(Data for this task Opens)
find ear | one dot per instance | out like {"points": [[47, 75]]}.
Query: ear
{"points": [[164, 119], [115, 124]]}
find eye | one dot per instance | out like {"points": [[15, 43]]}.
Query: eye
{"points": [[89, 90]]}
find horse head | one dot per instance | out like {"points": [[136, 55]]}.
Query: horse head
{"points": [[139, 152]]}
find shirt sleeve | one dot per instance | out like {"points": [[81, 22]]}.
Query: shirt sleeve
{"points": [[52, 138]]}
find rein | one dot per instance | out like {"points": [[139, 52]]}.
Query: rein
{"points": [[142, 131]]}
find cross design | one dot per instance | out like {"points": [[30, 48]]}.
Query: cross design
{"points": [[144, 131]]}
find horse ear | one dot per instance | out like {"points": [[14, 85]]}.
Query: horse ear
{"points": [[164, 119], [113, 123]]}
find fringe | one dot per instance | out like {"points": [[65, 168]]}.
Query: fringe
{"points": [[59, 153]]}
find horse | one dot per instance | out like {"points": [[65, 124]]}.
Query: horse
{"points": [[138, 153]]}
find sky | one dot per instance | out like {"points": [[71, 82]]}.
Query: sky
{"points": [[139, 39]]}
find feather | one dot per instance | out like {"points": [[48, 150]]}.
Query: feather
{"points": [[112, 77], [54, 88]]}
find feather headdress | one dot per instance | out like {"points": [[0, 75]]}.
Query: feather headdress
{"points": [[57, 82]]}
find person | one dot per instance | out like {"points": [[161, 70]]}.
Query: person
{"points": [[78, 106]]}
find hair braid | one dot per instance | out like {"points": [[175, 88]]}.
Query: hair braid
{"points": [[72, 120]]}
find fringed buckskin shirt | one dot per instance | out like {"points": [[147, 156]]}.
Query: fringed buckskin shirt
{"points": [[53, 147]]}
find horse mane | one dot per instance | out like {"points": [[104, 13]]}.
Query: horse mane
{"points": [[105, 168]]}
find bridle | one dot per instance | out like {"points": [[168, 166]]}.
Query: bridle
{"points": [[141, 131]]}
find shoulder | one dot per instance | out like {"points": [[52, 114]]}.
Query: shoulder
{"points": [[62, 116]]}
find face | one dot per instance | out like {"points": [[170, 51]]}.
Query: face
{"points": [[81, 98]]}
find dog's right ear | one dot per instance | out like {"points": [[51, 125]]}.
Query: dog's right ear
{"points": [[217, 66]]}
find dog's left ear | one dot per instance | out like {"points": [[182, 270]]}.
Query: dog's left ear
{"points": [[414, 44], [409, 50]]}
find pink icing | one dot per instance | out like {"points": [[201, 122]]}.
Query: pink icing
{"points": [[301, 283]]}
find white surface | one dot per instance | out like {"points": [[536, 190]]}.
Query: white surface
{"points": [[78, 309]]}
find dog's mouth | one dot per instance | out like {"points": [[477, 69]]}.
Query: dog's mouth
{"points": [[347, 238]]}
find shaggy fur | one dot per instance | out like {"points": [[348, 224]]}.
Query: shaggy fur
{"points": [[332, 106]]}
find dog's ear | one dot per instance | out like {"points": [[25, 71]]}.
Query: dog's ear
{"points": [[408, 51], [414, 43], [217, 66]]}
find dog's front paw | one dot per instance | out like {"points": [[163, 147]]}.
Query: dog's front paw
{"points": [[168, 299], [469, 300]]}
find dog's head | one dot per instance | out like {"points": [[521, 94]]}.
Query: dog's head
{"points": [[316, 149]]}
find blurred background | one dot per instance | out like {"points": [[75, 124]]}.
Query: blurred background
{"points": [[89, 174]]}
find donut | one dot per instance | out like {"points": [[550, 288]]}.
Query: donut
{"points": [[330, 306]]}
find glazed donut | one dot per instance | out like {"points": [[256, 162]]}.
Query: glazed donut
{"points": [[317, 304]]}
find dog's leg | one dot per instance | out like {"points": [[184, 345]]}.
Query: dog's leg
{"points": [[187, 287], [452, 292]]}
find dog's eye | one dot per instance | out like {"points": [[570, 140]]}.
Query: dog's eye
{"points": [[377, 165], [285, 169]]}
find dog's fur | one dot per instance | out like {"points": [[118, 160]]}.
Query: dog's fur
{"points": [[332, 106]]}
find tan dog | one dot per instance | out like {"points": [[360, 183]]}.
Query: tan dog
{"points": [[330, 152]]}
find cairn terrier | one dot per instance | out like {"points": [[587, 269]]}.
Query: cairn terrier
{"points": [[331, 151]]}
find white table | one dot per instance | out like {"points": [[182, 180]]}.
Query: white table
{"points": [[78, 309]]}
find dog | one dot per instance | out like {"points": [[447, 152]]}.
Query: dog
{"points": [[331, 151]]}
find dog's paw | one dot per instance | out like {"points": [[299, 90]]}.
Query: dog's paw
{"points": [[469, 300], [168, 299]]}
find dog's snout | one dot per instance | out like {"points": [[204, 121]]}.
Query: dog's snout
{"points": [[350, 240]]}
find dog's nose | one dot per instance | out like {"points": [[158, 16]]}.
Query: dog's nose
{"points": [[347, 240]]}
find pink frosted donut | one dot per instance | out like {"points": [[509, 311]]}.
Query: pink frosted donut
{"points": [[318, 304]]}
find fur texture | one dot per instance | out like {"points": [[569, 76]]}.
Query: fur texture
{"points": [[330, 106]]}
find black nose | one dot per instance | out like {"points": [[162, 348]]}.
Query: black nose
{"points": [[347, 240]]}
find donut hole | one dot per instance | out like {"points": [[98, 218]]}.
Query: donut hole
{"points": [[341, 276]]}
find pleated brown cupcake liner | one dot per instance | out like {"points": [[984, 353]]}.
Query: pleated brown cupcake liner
(Data for this task Closes)
> _Work to complete_:
Your answer must be the number of lines above that contain the word "brown", stated alone.

> _Output of the exercise_:
2